* What this task involves *
Repeat each record that follows, keeping it identical.

* Data extracts *
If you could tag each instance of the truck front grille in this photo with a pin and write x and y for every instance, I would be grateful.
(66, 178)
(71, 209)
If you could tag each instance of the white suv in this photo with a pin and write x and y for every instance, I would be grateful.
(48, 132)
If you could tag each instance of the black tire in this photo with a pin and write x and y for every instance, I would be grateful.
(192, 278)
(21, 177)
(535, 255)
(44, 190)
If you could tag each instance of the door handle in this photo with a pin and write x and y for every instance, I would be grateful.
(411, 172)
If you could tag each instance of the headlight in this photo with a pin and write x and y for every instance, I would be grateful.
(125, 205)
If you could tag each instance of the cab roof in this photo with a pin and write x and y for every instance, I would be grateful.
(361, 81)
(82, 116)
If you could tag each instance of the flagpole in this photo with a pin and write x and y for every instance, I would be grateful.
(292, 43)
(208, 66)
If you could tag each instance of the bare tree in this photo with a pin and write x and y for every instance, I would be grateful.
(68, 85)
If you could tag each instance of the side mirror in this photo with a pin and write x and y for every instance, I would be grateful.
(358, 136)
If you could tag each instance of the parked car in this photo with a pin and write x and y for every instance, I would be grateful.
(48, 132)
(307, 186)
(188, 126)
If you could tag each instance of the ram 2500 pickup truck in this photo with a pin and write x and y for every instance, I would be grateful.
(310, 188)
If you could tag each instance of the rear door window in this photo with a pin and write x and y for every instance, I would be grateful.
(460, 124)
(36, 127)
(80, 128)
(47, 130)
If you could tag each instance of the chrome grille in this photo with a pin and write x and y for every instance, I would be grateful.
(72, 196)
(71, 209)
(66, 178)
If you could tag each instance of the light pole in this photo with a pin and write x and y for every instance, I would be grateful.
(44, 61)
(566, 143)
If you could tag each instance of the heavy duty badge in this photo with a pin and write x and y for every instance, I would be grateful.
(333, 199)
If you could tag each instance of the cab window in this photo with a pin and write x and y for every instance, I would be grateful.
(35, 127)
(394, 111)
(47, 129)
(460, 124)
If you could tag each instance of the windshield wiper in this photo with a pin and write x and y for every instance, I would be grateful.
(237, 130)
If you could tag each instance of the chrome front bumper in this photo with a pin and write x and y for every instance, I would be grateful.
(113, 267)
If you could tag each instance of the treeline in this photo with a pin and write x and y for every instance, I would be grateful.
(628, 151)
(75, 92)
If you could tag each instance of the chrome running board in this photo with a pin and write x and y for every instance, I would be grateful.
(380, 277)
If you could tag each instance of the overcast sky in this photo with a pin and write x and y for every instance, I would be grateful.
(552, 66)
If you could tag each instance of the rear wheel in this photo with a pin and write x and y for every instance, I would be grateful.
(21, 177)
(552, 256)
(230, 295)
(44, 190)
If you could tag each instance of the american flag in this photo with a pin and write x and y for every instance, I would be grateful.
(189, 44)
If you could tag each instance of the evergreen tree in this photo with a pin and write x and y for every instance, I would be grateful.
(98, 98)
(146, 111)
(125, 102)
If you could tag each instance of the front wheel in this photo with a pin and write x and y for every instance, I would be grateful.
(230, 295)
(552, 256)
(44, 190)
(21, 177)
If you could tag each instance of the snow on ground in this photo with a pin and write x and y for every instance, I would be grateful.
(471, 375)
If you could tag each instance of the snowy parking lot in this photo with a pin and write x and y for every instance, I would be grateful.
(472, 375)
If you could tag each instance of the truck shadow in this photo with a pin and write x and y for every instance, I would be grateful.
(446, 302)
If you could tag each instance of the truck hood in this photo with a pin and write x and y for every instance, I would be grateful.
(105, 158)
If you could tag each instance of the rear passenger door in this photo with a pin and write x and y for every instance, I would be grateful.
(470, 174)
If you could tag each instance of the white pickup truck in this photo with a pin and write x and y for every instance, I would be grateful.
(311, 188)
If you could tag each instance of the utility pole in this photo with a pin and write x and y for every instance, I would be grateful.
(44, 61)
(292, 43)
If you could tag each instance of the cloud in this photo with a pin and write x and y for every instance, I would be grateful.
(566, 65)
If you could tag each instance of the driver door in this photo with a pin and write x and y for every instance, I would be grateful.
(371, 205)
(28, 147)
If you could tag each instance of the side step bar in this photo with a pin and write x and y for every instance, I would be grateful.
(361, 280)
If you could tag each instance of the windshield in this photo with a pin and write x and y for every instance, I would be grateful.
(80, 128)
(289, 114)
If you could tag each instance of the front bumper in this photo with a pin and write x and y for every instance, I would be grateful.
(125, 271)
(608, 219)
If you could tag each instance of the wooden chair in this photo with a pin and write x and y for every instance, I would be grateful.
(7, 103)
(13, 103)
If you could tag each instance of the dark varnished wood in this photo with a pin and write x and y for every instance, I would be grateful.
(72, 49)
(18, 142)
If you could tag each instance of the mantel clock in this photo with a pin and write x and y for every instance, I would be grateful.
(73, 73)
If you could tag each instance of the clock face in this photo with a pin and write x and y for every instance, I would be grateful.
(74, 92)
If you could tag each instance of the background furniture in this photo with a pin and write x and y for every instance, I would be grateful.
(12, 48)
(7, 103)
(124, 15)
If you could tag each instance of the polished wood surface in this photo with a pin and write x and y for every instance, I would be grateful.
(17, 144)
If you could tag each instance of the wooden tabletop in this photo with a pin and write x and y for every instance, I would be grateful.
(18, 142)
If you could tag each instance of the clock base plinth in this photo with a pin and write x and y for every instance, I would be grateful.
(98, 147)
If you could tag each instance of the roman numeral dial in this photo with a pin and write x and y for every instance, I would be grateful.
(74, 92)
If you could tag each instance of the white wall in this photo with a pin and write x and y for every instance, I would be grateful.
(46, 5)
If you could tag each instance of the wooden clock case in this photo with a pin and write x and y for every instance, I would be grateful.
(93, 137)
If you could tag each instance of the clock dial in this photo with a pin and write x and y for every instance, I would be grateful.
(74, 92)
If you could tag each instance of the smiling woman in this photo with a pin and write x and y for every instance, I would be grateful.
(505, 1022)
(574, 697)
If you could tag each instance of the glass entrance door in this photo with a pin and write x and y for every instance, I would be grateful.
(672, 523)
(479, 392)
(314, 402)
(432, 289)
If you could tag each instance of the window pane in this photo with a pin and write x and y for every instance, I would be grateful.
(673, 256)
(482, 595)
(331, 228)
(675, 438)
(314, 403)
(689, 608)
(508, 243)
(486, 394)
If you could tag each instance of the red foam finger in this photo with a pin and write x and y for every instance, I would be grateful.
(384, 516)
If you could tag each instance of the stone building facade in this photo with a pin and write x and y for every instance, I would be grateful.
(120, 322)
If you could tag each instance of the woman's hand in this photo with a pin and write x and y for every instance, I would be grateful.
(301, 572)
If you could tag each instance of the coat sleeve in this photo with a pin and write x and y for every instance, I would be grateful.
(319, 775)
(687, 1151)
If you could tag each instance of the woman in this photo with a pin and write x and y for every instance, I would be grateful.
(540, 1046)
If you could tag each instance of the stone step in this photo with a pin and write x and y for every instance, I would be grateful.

* Output below *
If you could tag each instance of the truck front grille in this photo with a pin and write x and y for every instance, I would be grateful.
(66, 178)
(71, 209)
If you could tag each instance of the white suv in this photo with a pin and write x and y for every instance, I would be grateful.
(48, 132)
If you could tag each instance of the black tire in this photo with a pin and write x and y for every instance, I would be grateful.
(192, 278)
(21, 177)
(535, 255)
(44, 190)
If you could tag each instance of the door handle in this photo with a pin and write x and y for every instance, I would be grateful.
(411, 172)
If you could tag each instance of the headlight in this photo with a pin and write x and y for every instance, I would be grateful.
(125, 205)
If you could tag each instance of the cab roof in this photo with a pin and write x and y for every instance, I would be grateful.
(361, 81)
(82, 116)
If you could tag each instance of the flagpole in this photo with a pin and write x and y for every instance, I would be grateful.
(292, 43)
(208, 66)
If you could tag each instance of the bare tree in this photo with a pin and write x and y for every instance, I would be grateful.
(68, 85)
If you could tag each instance of the side mirror in this photo with a pin and write x and y for every instance, I would be grateful.
(358, 136)
If you could tag each instance of the parked car in this photo with a pin and write x and y for every instance, I would be grateful.
(48, 132)
(307, 186)
(188, 126)
If you could tag each instance of the ram 2500 pickup truck in this photo with a pin and write x and y for every instance, I would be grateful.
(310, 188)
If you could tag each instance of the rear door window in this photo with a pin and write x and y for every instance, I would be grateful.
(460, 124)
(36, 127)
(80, 128)
(47, 130)
If you could tag each instance of the chrome grille in this photo with a pin and write x and y for every instance, I would be grateful.
(72, 196)
(71, 209)
(66, 178)
If you could tag each instance of the light pole in this photo with a pin and write x and y for every instance, I would be grateful.
(44, 61)
(566, 143)
If you could tag each instance of the heavy duty badge in this photo with a pin and write x and y for every instance, I would be grateful.
(333, 199)
If you could tag each instance of the cab window in this photo with a pin and write x and y for every instance, I would be grateful.
(35, 127)
(394, 111)
(47, 129)
(460, 124)
If you could tag each instance of the windshield wiper in this photo with a pin and write x and y for every instance, I would be grateful.
(237, 130)
If you could tag each instance of the chrome front bumper in this photo with a pin and write x and y for every instance, I would be grateful.
(113, 267)
If you could tag each instance of the treeline in this photo with a pin and write x and y for every instance, I would be grateful.
(628, 151)
(75, 92)
If you could tag each instance of the chrome running board in this photo with a pin and write x and y for every instance, I would be grateful.
(380, 277)
If you could tag each instance of the overcast sky in this photo with a pin and write x and y for every instance, I would be grateful.
(552, 66)
If you could tag each instance of the rear wheel in this photo with a pin and write x and y for every instance, I would be grateful.
(21, 177)
(552, 256)
(230, 295)
(44, 190)
If you could tag each instance of the american flag in this photo with a pin and write x and y for every instance, I would be grateful.
(189, 44)
If you could tag each instance of the evergreen tree in this photo with a pin and write x and y for every instance, I would be grateful.
(98, 98)
(146, 111)
(125, 102)
If you could tag each instance of the front wheel in this photo with a pin and write x and y for every instance, I would be grateful.
(230, 295)
(552, 256)
(44, 190)
(21, 177)
If you could tag each instance of the snow on ground in this photo with a pin and write x and y for every instance, I would be grateful.
(471, 375)
If you could tag each instance of the snowy parking lot in this photo with a pin and write x and y for every instance, I would be grateful.
(472, 375)
If you could tag each instance of the truck shadow in this photo with a pin and write x and y for every instance, I would be grateful.
(446, 302)
If you could tag each instance of the truck hood in this photo with a pin and write x and y for every instance, I would be grateful.
(105, 158)
If you could tag each instance of the rear passenger door in this photo with a pin and write x and y for every instance, I would be grateful.
(470, 174)
If you could tag each instance of the white pickup truck in this photo with a pin and write x and y for every instance, I would be grateful.
(311, 188)
If you could tag each instance of the utility pole in this photo with a pin and write x and y for every instance, I would be grateful.
(44, 61)
(292, 43)
If you could tag each instance of the cloud in this photo with a pin and write x and y for every instance, I would be grateful.
(566, 65)
If you could tag each instance of the driver door in this photo with a pin and write x and y for every instance, I would be grateful.
(371, 205)
(28, 147)
If you could tag each instance of the side step bar in this photo with a pin and write x and y for every instance, I would be grateful.
(361, 280)
If you could tag each instance of the windshield in this photo with a pin and write x and y for every instance, I would be grateful.
(80, 128)
(289, 114)
If you could tag each instance of the front bumper in this photo with a pin and write x and y for every instance, I would be grateful.
(125, 271)
(608, 219)
If you could tag each instance of the wooden chair in this photo with a pin and write x and y for every instance, I would be grateful.
(7, 103)
(13, 103)
If you could tag each instance of the dark varnished wood in this photo with a pin and write x and y for every instance, I would be grateful.
(72, 49)
(18, 142)
If you could tag each instance of the mantel clock in this photo with a pin and write x and y for every instance, I would be grateful.
(73, 73)
If you could tag each instance of the clock face in this photo with a pin and write x and y for every instance, I would be grateful.
(74, 92)
If you could tag each instance of the background furniture in this photo with a pin and write x and y for every instance, I would be grateful.
(12, 48)
(7, 103)
(124, 15)
If you could tag each instance of the polished wood surface in this photo with a pin and write x and y for every instance, I would be grateful.
(17, 144)
If you could tag each instance of the wooden tabletop in this photo with a pin and write x and y for every instance, I would be grateful.
(18, 142)
If you could tag each instance of the clock base plinth in this photo with a pin and write x and y for every instance, I would be grateful.
(98, 147)
If you could tag each instance of the roman numeral dial in this photo with a pin and write x and y for every instance, I would be grateful.
(74, 92)
If you could tag each instance of the white wall in this photo with a pin and write x and y for every instance, I would be grateful.
(46, 5)
If you could tag each instance of the wooden clock case in this photo with a pin and write x and y for every instance, I would be grateful.
(93, 137)
If you could tag each instance of the clock dial in this photo with a pin and write x and y for every instance, I would be grateful.
(74, 92)
If you could tag each instance of the smiling woman in this photo with a pin and write x and y for every instance, I would be grateful.
(505, 1022)
(574, 697)
If you could tag each instance of the glass entrance door in this photo with a pin and write x and y for every instance, I would be grateful.
(672, 523)
(479, 392)
(314, 402)
(432, 289)
If you could tag each instance of the window pane in this photo with a pin and write x and y for every instance, I would be grateful.
(673, 256)
(482, 595)
(331, 228)
(675, 438)
(314, 403)
(689, 608)
(508, 243)
(486, 394)
If you could tag each instance of the red foam finger in this photo with a pin and write x and y for every instance, I would be grateful.
(384, 516)
If you could tag each instance of the stone building facade in this photo with a pin and write x and y for every instance, I would be grateful.
(120, 322)
If you could tag each instance of the woman's hand in this photo with a pin and write x and y for every instance, I would be grateful.
(301, 572)
If you could tag each instance of the coat sleeve in this photo with a pin and write x and y for every instance, I would be grateful.
(319, 775)
(687, 1151)
If you could tag each instance of the woman in this photo with a pin and write x and y for every instance, I would be grateful.
(540, 1046)
If you could tag each instance of the stone step in this photo with a pin and write x and y for every instance, I would be grateful.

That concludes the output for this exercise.